== Text shown ==
The Australian Government has been promoting an initiative called Safe Schools, which is aimed to promote a safe environment for children in all participating schools. It’s especially aimed to fight against bullying and to support tolerance.
Bullying, if you’re not sure of the term, is when someone uses physical or verbal means to hurt someone else. It could be, for example, calling someone bad names or saying bad things to them, or even hitting them. Bullying can be used to hurt someone due to their race, religion, sexuality, or indeed anything.
A bully is the name for the person who carries out this kind of behaviour.
A common phrasal verb used to mean tease or bully is pick on:
He picked on her after she lost the match.
“I hate being picked on.”
She picked on him for having red hair.
However, this week the Prime Minister Malcolm Turnbull announced a review of the Safe Schools programe following complaints that the programme is not appropriate for children and that it overly-promotes an LGBTQI agenda (LGBTQI stands for lesbian, gay, bisexual, transgender, queer and/or questioning and intersex).
Controversy – Should Sexuality Be Taught & Discussed Among Children?
The website for the Safe Schools Coalition – which is funded by the Australian Government – offers a wide range of resources for teachers, students and families. You can check them out here.
In particular, the goal involves: “supporting gender diversity, intersex and sexual diversity in schools.”
As reported in Mashable:
“The program, which launched in the state of Victoria in 2010 and nationally in 2014, seeks to provide an education framework to help LGBTQI teens deal with daily issues and reduce homophobic and transphobic bullying and discrimination in Australia schools.”
As you’ll see below, many parents and organisations are either completely against this programme or have grave reservations. In fact, some parents have already pulled their children out of these schools due to the controversial nature of the materials.
So what started as a well-intended programme to tackle bullying has turned into a discussion about sex and sexuality and whether the content of the programme is suitable for children as young as 11.
What Do People Think?
I can’t include everyone’s point of view, but below you’ll see a wide range of opinions on the matter. Please feel free to read through them and leave a comment about what you think of the whole issue:
In Favour Of Safe Schools
“At my NRL-mad, all boys Christian school, it was painfully obvious that I was gay. I didn’t play sports. I liked to hang out in the library. I loved writing and art and theatre. I was tall, gawky, not very cool and a bit camp.
And every single day for years, things were hell. I feared for my life. I ran, hid, kept my head down, stifled my spirit, tried to be the furtherest thing from myself — anything to avoid being a target.

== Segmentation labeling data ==

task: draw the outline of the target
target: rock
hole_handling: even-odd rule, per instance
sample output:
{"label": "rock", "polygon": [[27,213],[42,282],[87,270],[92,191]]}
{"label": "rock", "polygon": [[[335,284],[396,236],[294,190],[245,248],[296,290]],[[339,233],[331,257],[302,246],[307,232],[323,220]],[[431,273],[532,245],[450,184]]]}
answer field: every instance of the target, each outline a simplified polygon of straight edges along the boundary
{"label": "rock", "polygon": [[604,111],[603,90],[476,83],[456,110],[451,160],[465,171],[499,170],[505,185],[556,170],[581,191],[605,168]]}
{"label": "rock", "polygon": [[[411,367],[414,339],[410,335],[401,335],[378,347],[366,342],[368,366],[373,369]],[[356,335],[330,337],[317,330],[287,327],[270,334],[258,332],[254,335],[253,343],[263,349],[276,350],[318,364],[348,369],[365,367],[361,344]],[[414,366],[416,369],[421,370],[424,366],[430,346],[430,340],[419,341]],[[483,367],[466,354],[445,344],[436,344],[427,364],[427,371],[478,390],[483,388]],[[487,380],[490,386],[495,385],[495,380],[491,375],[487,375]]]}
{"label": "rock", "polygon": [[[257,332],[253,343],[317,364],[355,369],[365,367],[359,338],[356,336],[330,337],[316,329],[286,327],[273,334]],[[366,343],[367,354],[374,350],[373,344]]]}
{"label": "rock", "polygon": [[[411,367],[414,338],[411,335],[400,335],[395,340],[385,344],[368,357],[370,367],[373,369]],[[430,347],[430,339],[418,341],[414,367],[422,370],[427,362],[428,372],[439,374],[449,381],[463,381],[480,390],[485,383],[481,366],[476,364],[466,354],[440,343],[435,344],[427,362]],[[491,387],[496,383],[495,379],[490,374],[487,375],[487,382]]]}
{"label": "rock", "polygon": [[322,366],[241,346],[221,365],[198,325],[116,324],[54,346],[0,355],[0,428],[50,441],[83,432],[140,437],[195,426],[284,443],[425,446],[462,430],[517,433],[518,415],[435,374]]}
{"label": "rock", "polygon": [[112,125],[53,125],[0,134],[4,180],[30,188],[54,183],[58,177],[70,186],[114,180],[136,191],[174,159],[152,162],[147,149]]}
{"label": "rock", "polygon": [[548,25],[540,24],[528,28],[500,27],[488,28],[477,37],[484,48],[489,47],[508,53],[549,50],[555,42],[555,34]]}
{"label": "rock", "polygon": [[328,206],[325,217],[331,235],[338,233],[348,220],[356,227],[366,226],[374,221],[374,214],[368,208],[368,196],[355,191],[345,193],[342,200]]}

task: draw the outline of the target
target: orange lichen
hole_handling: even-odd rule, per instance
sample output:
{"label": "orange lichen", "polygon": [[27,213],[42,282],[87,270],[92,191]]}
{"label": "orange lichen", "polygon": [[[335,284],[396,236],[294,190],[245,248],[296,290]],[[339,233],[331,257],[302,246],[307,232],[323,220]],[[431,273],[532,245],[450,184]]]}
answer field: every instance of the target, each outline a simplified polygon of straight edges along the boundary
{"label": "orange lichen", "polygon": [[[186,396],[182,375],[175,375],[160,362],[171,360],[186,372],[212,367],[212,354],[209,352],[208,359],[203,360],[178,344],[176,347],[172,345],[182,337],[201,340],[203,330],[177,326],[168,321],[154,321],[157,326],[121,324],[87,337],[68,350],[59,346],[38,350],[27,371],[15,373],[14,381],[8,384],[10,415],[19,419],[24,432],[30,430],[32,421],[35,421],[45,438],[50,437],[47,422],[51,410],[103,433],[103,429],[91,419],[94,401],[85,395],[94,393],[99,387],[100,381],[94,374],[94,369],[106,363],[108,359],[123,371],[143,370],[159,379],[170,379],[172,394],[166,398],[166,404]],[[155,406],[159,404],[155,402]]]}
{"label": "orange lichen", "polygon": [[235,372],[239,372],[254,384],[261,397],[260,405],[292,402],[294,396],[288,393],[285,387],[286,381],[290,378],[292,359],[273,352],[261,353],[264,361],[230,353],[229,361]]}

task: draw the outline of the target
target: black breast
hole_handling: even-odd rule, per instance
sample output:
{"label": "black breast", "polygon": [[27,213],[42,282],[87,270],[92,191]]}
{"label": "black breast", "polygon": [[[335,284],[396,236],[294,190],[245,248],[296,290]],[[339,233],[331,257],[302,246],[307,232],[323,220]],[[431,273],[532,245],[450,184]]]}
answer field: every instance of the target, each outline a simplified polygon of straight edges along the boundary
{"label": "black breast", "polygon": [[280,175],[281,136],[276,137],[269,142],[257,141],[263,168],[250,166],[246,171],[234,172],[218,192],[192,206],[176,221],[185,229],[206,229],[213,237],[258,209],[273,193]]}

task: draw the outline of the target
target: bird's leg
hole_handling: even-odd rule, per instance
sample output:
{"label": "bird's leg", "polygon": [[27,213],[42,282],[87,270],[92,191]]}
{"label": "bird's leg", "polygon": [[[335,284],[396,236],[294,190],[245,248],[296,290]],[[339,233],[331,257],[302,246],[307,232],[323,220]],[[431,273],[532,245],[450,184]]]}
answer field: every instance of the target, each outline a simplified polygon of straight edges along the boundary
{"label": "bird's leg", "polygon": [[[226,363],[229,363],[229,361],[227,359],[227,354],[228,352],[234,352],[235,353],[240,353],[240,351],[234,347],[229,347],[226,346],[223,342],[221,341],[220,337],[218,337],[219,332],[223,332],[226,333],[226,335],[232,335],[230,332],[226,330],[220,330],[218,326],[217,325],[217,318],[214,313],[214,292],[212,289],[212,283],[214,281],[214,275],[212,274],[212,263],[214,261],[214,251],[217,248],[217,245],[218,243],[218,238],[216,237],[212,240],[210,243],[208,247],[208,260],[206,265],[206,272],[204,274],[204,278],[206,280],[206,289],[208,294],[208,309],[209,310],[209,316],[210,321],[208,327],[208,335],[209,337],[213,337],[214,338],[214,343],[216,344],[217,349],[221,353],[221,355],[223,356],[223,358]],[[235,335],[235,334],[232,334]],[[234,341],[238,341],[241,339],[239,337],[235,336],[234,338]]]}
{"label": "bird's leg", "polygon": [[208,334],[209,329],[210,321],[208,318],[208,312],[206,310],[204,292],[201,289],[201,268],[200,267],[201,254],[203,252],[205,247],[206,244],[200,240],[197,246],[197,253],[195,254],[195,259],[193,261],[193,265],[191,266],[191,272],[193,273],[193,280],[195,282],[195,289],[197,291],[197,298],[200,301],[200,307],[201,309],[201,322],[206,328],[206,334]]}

== Do this ==
Decide whether each statement below agrees with the Safe Schools article, answering yes or no and quoting the deciding words from the article.
1. The Safe Schools program was launched nationally in 2014.
2. The Safe Schools Coalition is funded by a private charity.
3. A bully is the person who is the target of bullying.

== Completed exercise ==
1. Yes: "launched in the state of Victoria in 2010 and nationally in 2014"
2. No: "which is funded by the Australian Government"
3. No: "A bully is the name for the person who carries out this kind of behaviour."